Scan the data for "tree" and copy the lines it appears in.

━━━━━━━━━━━━━━━━

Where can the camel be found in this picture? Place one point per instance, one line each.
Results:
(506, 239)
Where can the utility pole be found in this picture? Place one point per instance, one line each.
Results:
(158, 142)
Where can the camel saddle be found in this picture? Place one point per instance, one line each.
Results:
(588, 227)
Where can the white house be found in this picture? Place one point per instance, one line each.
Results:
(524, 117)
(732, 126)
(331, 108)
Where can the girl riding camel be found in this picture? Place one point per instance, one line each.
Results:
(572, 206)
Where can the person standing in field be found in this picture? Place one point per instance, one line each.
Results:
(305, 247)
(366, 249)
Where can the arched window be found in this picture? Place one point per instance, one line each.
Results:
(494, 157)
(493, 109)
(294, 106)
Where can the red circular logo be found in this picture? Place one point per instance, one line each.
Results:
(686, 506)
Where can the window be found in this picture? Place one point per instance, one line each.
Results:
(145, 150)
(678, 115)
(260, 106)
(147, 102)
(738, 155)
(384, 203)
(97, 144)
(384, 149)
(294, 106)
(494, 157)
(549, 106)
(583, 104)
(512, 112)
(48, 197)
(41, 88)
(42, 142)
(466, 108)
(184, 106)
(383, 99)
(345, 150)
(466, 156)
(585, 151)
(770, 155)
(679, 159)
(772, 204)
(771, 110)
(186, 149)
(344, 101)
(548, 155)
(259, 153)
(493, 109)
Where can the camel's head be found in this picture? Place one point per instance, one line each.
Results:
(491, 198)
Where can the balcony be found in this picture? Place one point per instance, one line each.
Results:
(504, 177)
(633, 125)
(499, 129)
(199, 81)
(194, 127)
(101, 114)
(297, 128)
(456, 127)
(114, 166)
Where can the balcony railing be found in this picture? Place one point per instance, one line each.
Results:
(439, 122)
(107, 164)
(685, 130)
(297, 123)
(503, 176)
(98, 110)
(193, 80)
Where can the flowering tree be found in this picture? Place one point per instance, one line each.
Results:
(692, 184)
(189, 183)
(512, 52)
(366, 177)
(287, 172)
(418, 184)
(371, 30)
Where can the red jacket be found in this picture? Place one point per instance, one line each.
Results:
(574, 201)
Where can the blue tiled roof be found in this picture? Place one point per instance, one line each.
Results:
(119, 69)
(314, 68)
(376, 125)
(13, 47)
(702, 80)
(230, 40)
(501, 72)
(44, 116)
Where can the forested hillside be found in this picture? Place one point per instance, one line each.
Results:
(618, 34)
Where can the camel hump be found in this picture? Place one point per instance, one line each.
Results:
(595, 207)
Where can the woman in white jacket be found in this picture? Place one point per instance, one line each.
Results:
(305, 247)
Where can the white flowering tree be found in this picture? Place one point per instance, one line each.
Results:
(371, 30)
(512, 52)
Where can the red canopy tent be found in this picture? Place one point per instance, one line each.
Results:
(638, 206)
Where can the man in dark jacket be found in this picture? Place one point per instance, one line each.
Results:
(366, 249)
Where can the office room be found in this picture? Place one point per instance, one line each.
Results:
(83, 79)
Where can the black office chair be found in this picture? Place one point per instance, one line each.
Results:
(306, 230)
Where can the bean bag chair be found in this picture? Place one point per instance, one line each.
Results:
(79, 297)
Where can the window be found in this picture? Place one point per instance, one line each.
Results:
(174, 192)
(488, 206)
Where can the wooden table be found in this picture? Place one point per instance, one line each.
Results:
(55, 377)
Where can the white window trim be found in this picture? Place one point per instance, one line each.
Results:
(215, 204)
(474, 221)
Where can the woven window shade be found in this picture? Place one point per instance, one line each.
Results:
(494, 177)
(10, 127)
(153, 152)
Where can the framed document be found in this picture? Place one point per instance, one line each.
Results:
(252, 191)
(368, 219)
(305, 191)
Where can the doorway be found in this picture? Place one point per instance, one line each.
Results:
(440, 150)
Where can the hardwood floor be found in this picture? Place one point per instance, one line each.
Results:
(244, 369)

━━━━━━━━━━━━━━━━

YOUR RESPONSE:
Where can the flowering tree be found in this picture? Place one point per instance, one line each.
Where can the white flowering tree be found in this picture? Place one point per instance, one line each.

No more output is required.